[Consigne]
Rédigez la suite du texte consacré à la 6-méthyl-nicotine, à partir de sa dernière phrase.

[Texte fourni]
---------------

La métatine n’ayant pas été notifiée, et encore moins évaluée, son utilisation est donc interdite.
Notons par ailleurs que la 6-méthyl-nicotine n’est pas le seul analogue de nicotine utilisé dans certains produits de la vape. Retrouvez ci-dessous un aperçu comparatif des principales formes de nicotine que l’on peut retrouver dans des produits du vapotage à travers le monde, et principalement aux USA.
Molécule | Noms commerciaux | Structure / Type | Autorisé par la TPD ? |
---|---|---|---|
Nicotine traditionnelle et sels de nicotine | — | Alcaloïde naturel extrait du tabac | ✅ Oui |
6-méthyl-nicotine | Metatine™, SpreeBar | Nicotine modifiée (méthyle en C6) | ❌ Non |
Nicotinamide | Nixamide™, Nixotine™, Nic-Safe™ | Dérivé de la vitamine B3 | ❌ Non |
Nicotine synthétique | TFN™ (Tobacco-Free Nicotine) | Structure identique à la nicotine naturelle | ✅ Oui |
Une molécule plus addictive que la nicotine ? Rien n’est prouvé
L’autre point soulevé par certains articles concerne le potentiel addictif de la 6-méthyl-nicotine. Selon certaines sources, la molécule posséderait un potentiel addictif « pouvant atteindre jusqu’à 3,3 fois celui de la nicotine ». Ce point doit être modéré.
À l’heure actuelle, cette affirmation, relayée par plusieurs articles de presse, n’a aucun véritable fondement scientifique et doit être considérée comme une simple extrapolation journalistique. Il n’existe que très peu d’études concernant la 6-méthyl-nicotine, et seule une poignée porte sur ses effets pharmacologiques1, 2, 3. Parmi elles, une étude4 datant de 1998, qui avait comparé 59 analogues de nicotine, dont la 6-méthyl-nicotine.

---------------

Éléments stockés
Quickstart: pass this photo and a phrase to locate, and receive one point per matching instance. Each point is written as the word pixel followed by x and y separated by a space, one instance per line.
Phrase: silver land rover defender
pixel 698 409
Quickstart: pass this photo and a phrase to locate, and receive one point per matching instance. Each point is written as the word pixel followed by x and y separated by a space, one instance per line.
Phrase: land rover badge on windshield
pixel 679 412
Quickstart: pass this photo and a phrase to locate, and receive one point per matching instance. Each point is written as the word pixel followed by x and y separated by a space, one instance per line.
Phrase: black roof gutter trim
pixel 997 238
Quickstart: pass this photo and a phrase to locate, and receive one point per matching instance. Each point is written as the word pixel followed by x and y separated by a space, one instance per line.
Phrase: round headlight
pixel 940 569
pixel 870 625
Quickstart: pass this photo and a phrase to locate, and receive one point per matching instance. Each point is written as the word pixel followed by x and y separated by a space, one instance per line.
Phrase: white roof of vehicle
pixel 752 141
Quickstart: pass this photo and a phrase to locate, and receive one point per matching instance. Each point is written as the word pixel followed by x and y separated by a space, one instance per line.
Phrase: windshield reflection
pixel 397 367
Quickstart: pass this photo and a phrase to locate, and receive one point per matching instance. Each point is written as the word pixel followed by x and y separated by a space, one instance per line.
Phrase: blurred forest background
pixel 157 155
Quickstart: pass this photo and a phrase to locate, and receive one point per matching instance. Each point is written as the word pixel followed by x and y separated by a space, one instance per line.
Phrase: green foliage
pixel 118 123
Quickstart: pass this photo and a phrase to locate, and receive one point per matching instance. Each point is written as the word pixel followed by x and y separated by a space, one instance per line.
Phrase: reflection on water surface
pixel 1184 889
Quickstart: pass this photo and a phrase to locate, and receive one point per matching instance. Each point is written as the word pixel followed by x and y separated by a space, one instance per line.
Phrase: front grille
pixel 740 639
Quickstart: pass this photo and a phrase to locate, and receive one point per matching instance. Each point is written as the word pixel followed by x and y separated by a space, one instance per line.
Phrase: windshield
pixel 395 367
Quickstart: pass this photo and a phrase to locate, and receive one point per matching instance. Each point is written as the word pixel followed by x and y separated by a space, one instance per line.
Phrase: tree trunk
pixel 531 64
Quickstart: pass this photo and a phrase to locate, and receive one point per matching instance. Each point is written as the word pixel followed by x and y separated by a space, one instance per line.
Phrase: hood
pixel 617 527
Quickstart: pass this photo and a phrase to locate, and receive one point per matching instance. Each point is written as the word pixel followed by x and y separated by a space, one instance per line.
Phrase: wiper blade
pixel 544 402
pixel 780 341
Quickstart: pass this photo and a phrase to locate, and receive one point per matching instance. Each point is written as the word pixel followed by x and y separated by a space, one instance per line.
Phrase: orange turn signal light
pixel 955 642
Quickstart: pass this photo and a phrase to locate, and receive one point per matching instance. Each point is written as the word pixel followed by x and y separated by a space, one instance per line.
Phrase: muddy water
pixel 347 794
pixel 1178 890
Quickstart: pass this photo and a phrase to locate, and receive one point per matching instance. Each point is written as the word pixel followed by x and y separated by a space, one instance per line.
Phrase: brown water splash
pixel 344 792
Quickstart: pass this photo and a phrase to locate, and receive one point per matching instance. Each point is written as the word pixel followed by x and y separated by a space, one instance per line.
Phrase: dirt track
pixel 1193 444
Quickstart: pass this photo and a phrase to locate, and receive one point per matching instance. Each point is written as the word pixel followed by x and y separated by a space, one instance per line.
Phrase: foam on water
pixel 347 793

---------------

[Réponse]
Cette recherche, qui avait été réalisée chez des rats, avait conclu que « les dérivés méthylés en position 6 de l’anneau pyridine (exactement la structure de la métatine, N.D.L.R.) présentent une puissance supérieure à celle de la nicotine, jusqu’à un facteur 3 ». C’est cette étude qui a servi de base pour affirmer que la métatine est plus addictive que la nicotine.
Mais une puissance supérieure ne signifie pas un potentiel addictif supérieur. Simplement qu’il faut trois fois moins de métatine que de nicotine pour activer les récepteurs nicotiniques du cerveau.
Ce travail avait également relevé une affinité supérieure de la 6-méthyl-nicotine par rapport à la nicotine classique, sur les récepteurs nicotiniques.
Si ces deux éléments forment un profil pharmacologique qui suggère effectivement un potentiel addictif supérieur, ils ne suffisent pas à conclure que la métatine soit plus addictive.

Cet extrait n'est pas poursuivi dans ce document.